#### TEXTO EXTRAÍDO ####
Daí que a forma mais normal de “perder controlo” seja posto sob a forma da leitura da obra, oferecendo ”jogos narrativos” sob a forma de livro (ou objecto ou livro-objecto) ou de instalações em exposições de BD.


Construindo histórias


Em 2008, Jucifer participou num projecto de BD em que se usava “Post-It’s” (2) para fazer BDs originais, posteriormente coladas à parede numa exposição de uma galeria. Enquanto a maioria dos outros participantes fizeram histórias lineares nestes quadradinhos colantes (cada quadrado representava a maior parte das vezes uma vinheta), Jucifer além de ter intitulado o seu trabalho de Post shit (um feito em si, já que a distinguia dos autores betinhos) aproveitou o facto dos quadrados dos “post-it” permitirem ser vinhetas autónomas que podem ser soltas, colocadas em qualquer parte e como tal alinhadas de forma aleatória, como a autora ou os visitantes desejassem! Embora essa oportunidade dos visitantes de poderem mudar a ordem não foi dada durante a exposição, tal como infelizmente, a exposição não foi mais repetida para podermos ter um novo “remix” / nova leitura da história. Mais tarde foi feita uma edição de autor deste trabalho, novamente sem a hipótese de se poder misturar as imagens porque apareceu na forma de um zine agrafado que prendia as “vinhetas livres” à estrutura do códex.
####
[CONJUNTO DE TAREFAS]
1. Responda às perguntas sobre o texto acerca do trabalho de Jucifer com Post-It.
(a) Em que ano decorreu o projecto de BD com Post-It?
(b) Que título recebeu o trabalho de Jucifer?
(c) Em que formato saiu a edição de autor desse trabalho?
2. Retome o texto sobre o trabalho de Jucifer com Post-It a partir da última frase apresentada.
#### DADOS FORNECIDOS ####
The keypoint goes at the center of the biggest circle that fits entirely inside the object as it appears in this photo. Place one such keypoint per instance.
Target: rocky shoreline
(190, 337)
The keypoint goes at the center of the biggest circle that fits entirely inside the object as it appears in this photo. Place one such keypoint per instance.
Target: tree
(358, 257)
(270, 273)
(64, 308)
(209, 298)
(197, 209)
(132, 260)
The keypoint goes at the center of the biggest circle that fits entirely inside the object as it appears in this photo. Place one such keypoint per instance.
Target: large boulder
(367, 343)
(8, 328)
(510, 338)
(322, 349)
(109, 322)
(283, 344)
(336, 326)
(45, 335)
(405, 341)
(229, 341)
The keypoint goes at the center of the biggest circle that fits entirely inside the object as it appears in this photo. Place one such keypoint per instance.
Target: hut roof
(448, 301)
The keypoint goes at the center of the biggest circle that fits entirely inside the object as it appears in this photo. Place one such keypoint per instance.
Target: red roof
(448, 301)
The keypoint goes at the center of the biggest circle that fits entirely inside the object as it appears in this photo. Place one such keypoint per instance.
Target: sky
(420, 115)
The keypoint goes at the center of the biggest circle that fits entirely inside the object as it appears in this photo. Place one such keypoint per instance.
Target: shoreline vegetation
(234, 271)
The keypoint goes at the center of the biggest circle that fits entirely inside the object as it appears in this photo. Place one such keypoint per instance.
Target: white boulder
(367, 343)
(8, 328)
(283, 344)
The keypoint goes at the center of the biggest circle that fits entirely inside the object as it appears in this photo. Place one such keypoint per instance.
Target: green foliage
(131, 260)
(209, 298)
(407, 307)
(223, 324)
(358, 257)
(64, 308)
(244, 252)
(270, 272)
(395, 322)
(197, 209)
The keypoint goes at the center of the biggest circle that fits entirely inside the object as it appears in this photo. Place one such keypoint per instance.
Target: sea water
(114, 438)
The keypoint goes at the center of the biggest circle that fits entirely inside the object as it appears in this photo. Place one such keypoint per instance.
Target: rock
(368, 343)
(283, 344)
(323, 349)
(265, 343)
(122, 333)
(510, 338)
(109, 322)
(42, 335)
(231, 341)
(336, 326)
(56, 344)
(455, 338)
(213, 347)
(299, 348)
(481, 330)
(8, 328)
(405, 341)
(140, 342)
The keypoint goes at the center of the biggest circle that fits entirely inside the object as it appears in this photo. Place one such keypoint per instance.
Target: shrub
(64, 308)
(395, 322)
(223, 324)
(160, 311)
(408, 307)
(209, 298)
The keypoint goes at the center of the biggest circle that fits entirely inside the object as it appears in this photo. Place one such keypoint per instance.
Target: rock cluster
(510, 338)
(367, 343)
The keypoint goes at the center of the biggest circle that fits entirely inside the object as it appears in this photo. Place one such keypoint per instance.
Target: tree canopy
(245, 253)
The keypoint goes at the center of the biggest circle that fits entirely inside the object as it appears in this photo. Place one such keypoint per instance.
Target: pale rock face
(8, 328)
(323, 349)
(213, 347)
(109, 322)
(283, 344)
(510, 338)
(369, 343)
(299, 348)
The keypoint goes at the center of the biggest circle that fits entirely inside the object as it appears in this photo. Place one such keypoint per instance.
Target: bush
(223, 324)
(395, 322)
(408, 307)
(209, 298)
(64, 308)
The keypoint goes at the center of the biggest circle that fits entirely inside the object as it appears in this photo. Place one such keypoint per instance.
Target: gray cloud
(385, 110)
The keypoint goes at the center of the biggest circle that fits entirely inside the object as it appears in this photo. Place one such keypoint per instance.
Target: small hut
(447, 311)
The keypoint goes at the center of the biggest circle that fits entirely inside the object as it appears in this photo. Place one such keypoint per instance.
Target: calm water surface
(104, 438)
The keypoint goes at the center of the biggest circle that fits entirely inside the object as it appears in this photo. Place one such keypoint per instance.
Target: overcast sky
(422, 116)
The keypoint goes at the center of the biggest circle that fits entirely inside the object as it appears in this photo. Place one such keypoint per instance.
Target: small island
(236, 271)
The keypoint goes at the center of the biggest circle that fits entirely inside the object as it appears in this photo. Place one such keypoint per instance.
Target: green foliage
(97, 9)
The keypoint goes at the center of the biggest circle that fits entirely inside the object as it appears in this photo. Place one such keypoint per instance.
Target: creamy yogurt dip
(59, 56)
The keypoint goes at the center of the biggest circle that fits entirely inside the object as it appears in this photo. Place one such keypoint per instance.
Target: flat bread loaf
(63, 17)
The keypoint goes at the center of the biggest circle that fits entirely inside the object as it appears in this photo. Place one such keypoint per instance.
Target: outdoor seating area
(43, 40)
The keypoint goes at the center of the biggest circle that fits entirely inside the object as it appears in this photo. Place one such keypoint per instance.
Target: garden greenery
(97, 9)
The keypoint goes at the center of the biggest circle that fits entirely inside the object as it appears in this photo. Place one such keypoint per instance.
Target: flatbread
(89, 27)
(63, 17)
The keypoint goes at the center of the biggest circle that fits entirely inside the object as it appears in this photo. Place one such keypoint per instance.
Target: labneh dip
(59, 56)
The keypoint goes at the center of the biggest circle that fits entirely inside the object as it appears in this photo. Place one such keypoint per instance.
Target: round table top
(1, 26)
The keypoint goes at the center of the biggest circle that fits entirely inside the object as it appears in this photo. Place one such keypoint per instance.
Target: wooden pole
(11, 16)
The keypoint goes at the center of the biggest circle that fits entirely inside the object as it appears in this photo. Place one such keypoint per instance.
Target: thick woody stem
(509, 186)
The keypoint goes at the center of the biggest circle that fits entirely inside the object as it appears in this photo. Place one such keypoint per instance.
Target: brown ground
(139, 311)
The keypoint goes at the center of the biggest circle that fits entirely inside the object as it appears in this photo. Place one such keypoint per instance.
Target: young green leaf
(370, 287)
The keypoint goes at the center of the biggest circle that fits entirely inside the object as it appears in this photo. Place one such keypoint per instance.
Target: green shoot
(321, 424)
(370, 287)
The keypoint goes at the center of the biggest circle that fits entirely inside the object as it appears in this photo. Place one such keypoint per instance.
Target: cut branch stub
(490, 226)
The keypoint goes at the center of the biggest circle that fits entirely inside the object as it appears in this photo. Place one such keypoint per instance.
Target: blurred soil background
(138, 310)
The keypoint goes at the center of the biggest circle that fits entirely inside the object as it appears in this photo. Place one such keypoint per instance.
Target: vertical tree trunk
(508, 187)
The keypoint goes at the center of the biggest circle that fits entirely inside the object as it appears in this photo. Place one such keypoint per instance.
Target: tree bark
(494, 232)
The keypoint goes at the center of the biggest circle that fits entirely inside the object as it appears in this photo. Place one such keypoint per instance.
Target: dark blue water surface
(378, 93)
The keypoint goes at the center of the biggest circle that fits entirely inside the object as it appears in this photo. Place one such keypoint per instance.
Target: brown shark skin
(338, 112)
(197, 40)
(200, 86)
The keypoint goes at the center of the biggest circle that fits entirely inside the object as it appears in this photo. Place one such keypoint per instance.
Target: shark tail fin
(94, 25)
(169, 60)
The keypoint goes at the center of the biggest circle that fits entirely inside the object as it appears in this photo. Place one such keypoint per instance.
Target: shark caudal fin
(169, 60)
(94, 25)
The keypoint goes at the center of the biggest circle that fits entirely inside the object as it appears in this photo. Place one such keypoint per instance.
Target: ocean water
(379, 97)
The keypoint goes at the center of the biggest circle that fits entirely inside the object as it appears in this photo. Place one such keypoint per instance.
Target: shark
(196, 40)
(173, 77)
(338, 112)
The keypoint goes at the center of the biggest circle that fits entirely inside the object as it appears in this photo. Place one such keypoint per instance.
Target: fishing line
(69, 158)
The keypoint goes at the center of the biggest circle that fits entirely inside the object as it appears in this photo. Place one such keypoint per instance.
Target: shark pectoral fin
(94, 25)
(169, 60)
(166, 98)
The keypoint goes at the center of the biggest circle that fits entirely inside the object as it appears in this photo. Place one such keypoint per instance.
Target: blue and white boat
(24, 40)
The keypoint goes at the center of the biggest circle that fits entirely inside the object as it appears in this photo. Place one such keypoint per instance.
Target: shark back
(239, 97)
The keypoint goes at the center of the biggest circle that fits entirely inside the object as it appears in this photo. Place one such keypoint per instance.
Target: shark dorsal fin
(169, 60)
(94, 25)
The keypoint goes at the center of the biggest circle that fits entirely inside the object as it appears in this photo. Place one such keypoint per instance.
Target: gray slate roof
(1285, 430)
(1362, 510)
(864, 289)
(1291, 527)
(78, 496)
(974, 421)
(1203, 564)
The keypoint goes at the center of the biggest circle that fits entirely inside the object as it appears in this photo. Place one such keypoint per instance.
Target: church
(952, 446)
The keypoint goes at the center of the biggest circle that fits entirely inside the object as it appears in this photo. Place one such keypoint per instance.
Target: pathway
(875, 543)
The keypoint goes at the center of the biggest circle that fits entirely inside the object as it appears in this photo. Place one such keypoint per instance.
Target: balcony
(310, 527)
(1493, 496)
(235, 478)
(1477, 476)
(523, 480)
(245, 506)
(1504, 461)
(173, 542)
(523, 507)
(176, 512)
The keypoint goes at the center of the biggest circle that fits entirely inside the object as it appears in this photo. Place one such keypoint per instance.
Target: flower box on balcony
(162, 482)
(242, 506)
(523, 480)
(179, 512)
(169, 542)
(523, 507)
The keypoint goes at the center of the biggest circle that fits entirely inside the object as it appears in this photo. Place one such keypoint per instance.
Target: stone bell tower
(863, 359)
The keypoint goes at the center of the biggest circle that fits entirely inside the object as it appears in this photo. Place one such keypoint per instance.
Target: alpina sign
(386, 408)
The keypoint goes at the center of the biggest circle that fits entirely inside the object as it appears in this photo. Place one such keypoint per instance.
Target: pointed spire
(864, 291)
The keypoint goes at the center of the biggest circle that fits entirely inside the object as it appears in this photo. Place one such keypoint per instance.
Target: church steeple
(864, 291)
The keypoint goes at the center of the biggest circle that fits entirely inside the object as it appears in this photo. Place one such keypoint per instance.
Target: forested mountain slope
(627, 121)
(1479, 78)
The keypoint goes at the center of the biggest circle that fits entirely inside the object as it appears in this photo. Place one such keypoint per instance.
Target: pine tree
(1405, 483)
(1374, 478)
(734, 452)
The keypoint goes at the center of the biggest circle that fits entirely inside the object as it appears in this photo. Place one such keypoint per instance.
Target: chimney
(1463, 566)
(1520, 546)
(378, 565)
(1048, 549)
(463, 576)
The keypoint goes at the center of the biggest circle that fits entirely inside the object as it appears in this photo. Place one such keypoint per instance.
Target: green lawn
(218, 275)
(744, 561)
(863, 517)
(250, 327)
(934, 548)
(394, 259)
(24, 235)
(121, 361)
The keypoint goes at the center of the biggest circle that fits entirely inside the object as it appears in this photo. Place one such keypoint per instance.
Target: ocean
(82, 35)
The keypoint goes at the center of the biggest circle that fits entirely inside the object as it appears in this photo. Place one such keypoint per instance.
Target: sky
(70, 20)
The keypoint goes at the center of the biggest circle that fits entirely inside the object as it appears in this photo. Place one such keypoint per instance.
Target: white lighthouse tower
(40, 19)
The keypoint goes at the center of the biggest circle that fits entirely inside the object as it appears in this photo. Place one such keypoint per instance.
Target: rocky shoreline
####
[RESPOSTAS ABAIXO]
1.
(a) Em 2008.
(b) Post shit.
(c) Num zine agrafado.

2.
O "Fim do Mundo" de Pedro Franz pronto a ser misturado! 

Já o segundo volume de Promessas de Amor a Desconhecidos Enquanto Espero o Fim do Mundo (edição de autor; 2011) de Pedro Franz é um pacote com vários papéis laminados que permite misturar tudo ao acaso e ser lido como o leitor quiser. O mesmo acontece com a caixa Building Stories (Pantheon; 2012) do “bébé chorão” do Chris Ware, que é constituída por 14 publicações de formatos bastante diferentes e que permitem ler uma história como se fosse um puzzle (3). As várias fases da vida das personagens são esquartejadas nessas tais 14 publicações, ou seja, nenhum desses livros / jornais / panfletos / brochuras tem uma “história completa”, tudo é feito de vários episódios aleatórios, com o típico existencialismo deprimente de Ware. Esse vazio existencial e a legendagem em letrinhas minúsculas que não me cativaram para ler aquilo tudo até ao “fim”, perdi alguma coisa?



Bio 421 aberto à toa...
Há também livros encadernados por argolas com as páginas do miolo cortadas em duas ou três partes, sobretudo no campo da ilustração para a infância como o fabuloso Animalário Universal do Professor Revilod (2003) dos mexicanos Javier Sáez Castán e Miguel Murugarren. Na BD não é assim tão normal mas vão-se fazendo este tipo de experiências aqui e acolá, como um zine italiano que descobri no Festival Crack, intitulado Bio edifício 421 (Lök; 2012) que reúne vários autores de um colectivo em que se pode misturar as suas tiras – três por página – para criar várias histórias diferentes. Para haver um nó narrativo, foi estabelecido a existência de duas personagens e uma estante Ikea para montar, e para “punchline”, uma frase final: Quem mais se ama menos pode amar.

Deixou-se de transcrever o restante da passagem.